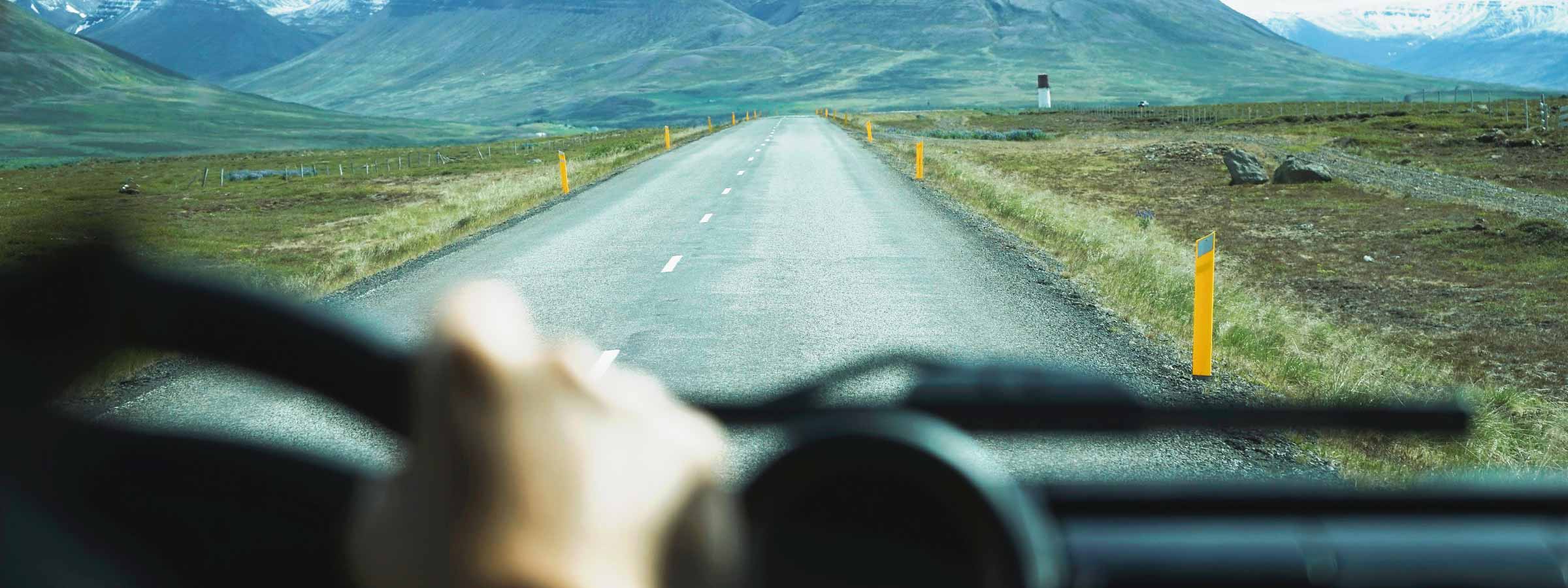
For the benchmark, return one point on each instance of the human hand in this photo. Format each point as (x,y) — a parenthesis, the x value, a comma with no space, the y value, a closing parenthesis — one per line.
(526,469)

---

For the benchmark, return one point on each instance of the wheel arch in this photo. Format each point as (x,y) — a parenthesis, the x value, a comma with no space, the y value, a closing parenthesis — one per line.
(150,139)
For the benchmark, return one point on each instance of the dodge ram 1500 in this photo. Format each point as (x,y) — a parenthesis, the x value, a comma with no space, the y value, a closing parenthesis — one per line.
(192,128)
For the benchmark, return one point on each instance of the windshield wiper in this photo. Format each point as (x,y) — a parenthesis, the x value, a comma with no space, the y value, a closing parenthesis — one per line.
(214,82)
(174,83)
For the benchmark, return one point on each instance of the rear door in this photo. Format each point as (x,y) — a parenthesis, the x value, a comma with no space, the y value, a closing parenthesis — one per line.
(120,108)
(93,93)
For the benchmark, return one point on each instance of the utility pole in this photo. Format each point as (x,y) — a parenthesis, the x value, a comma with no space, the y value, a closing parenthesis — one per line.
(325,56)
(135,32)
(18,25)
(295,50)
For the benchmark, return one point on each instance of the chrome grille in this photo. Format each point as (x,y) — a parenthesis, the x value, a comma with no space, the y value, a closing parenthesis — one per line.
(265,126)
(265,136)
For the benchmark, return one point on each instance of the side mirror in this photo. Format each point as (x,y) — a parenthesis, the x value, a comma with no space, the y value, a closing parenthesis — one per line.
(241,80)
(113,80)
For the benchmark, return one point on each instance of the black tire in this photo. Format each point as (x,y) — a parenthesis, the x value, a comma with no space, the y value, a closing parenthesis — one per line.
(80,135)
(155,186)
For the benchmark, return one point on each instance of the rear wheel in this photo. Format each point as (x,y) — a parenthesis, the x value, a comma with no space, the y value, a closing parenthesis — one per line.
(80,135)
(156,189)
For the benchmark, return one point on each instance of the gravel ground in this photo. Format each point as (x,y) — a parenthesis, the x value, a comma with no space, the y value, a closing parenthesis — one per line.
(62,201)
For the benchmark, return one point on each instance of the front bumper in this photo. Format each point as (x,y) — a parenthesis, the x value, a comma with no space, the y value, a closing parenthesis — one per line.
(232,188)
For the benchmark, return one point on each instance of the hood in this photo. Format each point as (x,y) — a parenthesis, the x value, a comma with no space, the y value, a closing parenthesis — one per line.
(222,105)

**EXERCISE REQUIREMENTS**
Please find each row above that contains the word "wheel", and copy those rows in full.

**ANSWER TO THIS EXERCISE**
For the benchmark, return one point on each instance of the wheel arch in this photo. Format each point as (x,y) — a parenthesis, the x value, a comma with no space, the y value, a closing parenthesis — one per line.
For the benchmark, return one point on each instance of the rear wheel in this photo. Format each point as (x,y) — a parenthesis, the x value, a comma with no space, the y value, a closing parenthesis — one per line.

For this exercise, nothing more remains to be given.